Return, word for word, the stretch from the line containing "In this exercise you will find the taillight" through the end of the records below.

☆ ☆ ☆

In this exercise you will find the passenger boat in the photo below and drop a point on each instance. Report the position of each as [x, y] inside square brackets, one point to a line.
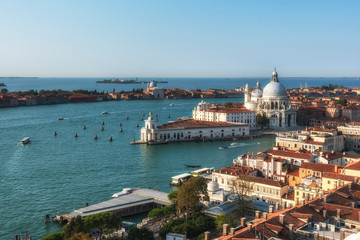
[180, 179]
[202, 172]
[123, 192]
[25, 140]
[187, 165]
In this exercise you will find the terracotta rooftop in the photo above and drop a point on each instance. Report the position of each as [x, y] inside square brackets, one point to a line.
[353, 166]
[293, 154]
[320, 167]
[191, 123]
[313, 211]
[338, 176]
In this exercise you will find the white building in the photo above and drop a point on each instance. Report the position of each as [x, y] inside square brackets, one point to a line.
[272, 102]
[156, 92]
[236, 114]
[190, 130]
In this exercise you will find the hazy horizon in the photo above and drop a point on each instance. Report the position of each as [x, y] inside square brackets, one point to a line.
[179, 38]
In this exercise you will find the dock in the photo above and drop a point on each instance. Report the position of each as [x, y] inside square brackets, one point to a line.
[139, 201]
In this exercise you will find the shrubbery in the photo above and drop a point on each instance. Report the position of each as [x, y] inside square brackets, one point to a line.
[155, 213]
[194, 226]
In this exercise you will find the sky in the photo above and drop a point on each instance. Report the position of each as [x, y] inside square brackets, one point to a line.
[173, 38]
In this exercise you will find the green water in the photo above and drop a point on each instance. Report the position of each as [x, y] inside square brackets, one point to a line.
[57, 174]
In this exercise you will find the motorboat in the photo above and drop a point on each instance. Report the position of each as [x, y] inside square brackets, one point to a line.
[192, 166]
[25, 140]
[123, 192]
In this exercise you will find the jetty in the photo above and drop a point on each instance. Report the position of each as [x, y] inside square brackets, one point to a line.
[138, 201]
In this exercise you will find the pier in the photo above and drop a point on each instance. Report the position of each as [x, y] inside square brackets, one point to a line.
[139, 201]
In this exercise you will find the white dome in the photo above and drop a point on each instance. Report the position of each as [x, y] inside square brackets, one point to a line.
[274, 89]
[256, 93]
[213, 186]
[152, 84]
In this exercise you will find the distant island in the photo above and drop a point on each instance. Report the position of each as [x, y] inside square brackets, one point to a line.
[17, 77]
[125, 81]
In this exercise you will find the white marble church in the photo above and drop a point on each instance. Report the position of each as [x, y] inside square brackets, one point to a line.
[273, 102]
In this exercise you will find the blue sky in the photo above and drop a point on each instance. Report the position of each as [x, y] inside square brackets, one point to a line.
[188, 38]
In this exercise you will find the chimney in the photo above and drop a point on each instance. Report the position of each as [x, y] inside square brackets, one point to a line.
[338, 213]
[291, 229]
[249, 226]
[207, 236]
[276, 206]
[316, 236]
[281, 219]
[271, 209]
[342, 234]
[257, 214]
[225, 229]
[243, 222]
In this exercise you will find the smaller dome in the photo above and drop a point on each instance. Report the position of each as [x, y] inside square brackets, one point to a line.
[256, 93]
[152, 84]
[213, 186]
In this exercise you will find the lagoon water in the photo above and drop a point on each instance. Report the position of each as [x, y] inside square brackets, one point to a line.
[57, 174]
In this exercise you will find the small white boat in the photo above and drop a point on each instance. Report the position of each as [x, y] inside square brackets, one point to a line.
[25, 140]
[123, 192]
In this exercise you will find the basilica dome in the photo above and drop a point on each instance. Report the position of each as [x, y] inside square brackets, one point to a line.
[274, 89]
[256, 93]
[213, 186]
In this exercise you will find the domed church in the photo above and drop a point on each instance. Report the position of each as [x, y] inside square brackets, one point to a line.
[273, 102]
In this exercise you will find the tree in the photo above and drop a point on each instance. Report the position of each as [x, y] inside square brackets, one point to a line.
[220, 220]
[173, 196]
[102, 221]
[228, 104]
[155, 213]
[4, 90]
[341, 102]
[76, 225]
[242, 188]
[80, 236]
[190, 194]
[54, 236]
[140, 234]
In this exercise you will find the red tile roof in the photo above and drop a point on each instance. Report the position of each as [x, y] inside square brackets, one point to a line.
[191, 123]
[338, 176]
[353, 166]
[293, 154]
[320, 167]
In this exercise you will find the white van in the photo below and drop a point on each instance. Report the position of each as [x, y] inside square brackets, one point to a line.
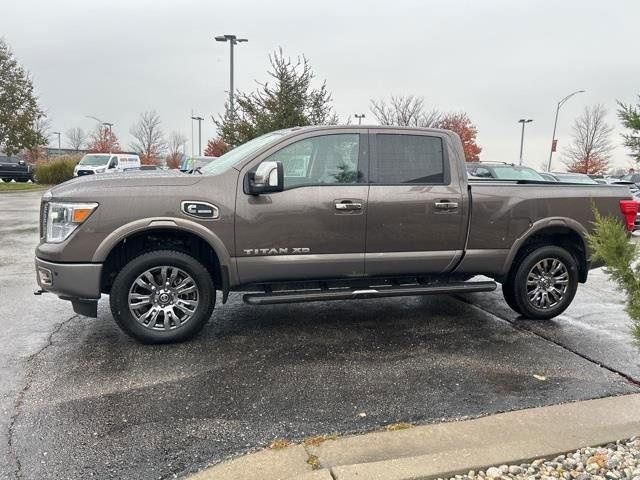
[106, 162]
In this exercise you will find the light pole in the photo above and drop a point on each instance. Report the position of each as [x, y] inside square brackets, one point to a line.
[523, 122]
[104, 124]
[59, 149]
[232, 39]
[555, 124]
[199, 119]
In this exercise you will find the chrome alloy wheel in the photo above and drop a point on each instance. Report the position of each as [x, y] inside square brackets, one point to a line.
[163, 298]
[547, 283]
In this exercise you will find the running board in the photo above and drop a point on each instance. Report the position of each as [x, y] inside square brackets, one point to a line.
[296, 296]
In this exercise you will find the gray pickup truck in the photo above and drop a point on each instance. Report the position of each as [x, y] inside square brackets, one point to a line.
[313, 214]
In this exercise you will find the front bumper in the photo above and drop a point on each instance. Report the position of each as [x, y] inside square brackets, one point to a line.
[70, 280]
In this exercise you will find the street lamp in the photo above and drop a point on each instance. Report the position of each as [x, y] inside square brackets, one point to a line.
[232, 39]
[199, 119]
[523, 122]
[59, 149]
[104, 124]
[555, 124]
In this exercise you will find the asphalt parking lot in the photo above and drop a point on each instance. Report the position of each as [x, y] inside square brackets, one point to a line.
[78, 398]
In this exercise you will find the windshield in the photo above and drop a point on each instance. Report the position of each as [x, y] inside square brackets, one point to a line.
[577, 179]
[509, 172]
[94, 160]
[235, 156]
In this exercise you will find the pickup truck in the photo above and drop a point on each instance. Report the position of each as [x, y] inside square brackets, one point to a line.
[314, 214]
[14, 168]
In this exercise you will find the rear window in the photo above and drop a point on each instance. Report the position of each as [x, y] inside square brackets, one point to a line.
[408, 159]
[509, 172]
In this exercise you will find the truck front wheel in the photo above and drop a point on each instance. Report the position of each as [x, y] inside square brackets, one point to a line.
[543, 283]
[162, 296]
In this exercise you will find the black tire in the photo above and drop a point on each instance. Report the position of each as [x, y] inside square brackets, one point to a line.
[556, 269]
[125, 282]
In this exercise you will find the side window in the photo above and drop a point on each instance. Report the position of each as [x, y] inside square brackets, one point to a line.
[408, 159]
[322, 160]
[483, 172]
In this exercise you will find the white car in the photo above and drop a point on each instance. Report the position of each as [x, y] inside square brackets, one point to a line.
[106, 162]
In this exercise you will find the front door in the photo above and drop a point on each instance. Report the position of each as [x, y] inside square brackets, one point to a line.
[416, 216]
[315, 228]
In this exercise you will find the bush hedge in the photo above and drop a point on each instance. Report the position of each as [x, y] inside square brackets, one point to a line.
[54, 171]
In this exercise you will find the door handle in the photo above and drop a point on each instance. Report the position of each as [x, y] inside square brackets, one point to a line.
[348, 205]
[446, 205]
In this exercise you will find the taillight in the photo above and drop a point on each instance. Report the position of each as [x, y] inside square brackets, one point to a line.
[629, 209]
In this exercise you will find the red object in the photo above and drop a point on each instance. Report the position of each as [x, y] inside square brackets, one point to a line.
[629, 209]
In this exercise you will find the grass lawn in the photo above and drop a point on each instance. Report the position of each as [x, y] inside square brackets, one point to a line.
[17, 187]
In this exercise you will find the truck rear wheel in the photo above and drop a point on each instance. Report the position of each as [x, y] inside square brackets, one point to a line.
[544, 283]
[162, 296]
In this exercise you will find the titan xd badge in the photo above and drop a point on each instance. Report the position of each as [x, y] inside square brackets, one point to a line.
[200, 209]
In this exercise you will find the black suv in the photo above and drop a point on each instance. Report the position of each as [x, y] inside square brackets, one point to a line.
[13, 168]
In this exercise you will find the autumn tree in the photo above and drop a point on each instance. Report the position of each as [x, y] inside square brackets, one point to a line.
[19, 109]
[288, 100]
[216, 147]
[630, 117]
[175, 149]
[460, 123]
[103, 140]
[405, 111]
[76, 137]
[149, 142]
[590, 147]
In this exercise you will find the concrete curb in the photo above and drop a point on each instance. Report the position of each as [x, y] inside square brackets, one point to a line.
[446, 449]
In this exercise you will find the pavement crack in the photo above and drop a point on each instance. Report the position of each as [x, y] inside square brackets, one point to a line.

☆ ☆ ☆

= FINISHED EXERCISE =
In this exercise you will find the taillight in the photo above and drop a point on each instance. Report the position of each as [x, y] inside square brackets, one point to a line.
[629, 209]
In this exercise you will find the red object in the photo above and drop a point on each instance. Report the position of each as [x, y] inside square brackets, one point to a line.
[629, 209]
In this exercise you will find the grass lawn in the photo above and drop a point on each instance. Report the position of each as [x, y] inside square brackets, one point to a line.
[17, 187]
In this exercise you will find the truck rear wheel in the photo above and drop a point on each instance. Report the position of each as [x, y] inside square brackets, one point to a line.
[544, 283]
[162, 296]
In this exercise you will find the titan xd badge in the photo above and drop a point on each instance. Report the position of each as [x, y] inside square brackets, one point to a line.
[200, 209]
In this exercise you will find the black suv in the photo above and drop a point on each instance. Report the position of each as [x, y] inside square brackets, one point to a line.
[13, 168]
In this exercise you will find the autumn tree in the photo above and drop a point on each instance. Report the position of each as [x, y] inside square brackets, one point to a line.
[19, 109]
[288, 100]
[216, 147]
[630, 117]
[175, 149]
[460, 123]
[103, 140]
[405, 111]
[76, 137]
[149, 142]
[590, 147]
In this exercise you will find the concrete curb in the photo above and drop a point on each instance. Report the position of each as [x, y] inside square brackets, one point to a line.
[446, 449]
In this exercise you will find the pavement crack in the photo above and drop a point on each instance. Report the position of each as [x, y] inside square brackets, one point to a line.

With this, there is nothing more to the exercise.